→ PROVIDED TEXT:

The coordinator called Fatou on January 18, 2007, to tell her that the vice president’s office had asked for the names of the members of Santa Yallah, as Yahya Jammeh needed them to start his treatment programme.
Fatou started getting concerned when she arrived at the treatment facility. The place was fenced off and guarded by soldiers. The patients were ordered to stop drinking tea and coffee, and they were to stop taking any conventional medicine, especially their anti-retroviral drugs. They were not allowed visitors and could not leave without permission. They were required to remain at the facility for six months.
This was not what Fatou had expected. She had not come prepared to stay. She thought she would collect the drugs and go back home. That is why she came with her baby.

Natural-language descriptions of regions:
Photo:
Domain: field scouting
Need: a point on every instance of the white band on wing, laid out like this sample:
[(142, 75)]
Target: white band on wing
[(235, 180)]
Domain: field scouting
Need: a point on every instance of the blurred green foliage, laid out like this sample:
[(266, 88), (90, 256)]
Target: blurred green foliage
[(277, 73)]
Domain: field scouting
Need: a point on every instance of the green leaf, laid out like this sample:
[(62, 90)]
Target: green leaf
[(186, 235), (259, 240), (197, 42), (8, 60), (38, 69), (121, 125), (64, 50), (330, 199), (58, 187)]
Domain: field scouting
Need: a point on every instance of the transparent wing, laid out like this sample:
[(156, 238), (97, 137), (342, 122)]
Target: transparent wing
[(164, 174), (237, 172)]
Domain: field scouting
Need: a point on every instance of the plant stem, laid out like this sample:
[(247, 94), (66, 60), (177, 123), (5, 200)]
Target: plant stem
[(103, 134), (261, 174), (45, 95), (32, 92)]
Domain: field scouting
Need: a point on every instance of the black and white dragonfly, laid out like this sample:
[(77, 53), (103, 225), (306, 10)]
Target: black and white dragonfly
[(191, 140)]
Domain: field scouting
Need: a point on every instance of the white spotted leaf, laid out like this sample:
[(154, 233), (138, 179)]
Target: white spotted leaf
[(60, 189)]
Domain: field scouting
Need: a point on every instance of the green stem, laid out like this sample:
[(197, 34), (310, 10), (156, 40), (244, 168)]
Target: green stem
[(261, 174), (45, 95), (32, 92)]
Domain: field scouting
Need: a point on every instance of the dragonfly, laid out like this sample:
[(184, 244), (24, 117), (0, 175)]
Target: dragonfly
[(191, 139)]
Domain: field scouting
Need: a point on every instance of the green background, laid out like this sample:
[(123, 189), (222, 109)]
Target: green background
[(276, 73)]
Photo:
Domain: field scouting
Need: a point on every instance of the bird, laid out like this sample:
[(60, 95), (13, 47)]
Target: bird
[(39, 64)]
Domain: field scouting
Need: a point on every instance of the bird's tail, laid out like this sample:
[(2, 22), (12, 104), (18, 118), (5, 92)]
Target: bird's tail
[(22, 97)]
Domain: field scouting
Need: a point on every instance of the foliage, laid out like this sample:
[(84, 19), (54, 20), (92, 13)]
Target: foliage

→ PROBLEM: Resume the account of Fatou and the treatment programme, continuing on from its last sentence.

→ ANSWER SECTION:
Then the treatment started. Fatou was asked to strip naked and was only allowed to cover herself with a towel. Then President Jammeh arrived and started rubbing her body with “medicine”. She said her consent was not sought for any of the things that were done to her. Afterwards, she was told to drink a concoction. She had an adverse reaction almost immediately, losing consciousness while still lying on the stretcher. When she came to, she heard one of the doctors ask the president, “Sir, can we take her to hospital?” He responded, “No, she will wake up.”
The treatment sessions were recorded and some of them were shown on national television. Patients’ consent was not sought. They had to endure public exposure and humiliation, bearing in mind the stigmatisation that surrounds HIV/Aids in The Gambia. The patients who tried to protect their privacy were tricked. Some women who tried to cover their faces with their veils when the camera was approaching were lied to that they would not appear on TV, that the video was only for reference purposes for the president. Fatou was mortified as she recounted that her sessions in the treatment room, only covered with a towel, were recorded without her consent.
Fatou remembered that awful moment when she realised that she had been tricked into staying at the treatment facility with her infant, leaving her other children with no one to look after them.
At the end of the mandatory six months, she was left counting the cost of the “treatment”. She had lost her job, her health had deteriorated, and her children had suffered.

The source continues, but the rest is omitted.